_WORK REQUEST_
For the records that follow, say how many lines have the word "green" in them. Write the number and nothing more.

_EXTRACTED MATERIAL_
########################################

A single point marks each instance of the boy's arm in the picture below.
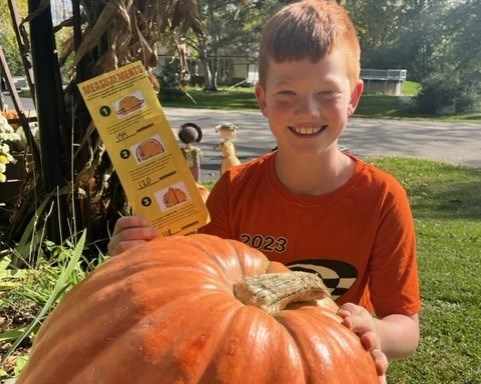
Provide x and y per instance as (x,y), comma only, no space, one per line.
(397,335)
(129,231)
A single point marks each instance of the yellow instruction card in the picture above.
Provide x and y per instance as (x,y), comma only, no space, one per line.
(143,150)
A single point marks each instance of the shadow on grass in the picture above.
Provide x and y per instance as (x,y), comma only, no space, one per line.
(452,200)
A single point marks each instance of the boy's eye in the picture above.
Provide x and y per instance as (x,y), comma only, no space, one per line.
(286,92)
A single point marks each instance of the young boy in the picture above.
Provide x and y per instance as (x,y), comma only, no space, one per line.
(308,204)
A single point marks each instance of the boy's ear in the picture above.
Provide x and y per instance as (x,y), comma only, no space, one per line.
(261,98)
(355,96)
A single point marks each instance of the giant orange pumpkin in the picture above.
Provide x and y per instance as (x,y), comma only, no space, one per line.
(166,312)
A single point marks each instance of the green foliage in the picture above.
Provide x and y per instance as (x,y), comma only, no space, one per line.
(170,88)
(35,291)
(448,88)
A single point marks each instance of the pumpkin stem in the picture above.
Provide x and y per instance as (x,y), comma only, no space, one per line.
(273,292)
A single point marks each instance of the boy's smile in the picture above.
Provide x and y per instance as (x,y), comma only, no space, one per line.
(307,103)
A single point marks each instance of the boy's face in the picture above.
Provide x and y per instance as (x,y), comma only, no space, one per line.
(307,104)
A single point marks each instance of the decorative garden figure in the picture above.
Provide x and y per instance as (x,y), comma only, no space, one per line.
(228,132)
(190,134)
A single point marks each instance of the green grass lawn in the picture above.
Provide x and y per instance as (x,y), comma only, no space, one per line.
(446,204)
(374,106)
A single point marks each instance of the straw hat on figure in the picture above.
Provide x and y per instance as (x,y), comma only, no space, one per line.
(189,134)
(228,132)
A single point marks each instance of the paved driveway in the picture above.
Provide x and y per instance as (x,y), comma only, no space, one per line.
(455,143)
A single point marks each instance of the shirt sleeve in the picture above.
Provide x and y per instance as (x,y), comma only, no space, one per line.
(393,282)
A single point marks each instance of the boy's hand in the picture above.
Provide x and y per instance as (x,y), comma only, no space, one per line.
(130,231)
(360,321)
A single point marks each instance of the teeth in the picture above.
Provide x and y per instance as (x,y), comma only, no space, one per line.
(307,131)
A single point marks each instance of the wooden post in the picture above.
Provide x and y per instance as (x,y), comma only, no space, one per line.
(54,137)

########################################

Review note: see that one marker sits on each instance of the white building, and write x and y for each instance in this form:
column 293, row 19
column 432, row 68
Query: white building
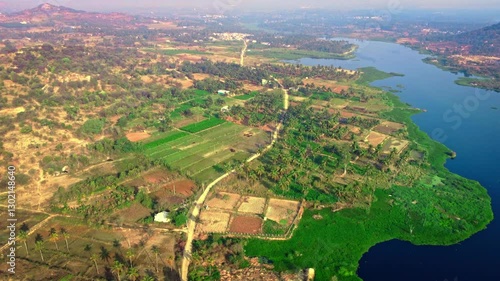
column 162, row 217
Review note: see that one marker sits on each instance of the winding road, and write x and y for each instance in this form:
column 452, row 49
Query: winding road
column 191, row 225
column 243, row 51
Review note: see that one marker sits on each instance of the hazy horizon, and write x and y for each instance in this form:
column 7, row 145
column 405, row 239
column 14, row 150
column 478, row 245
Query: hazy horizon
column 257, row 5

########################################

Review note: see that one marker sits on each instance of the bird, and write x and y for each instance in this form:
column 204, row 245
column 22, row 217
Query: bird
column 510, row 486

########################################

_ANSWER FOR THE TASK_
2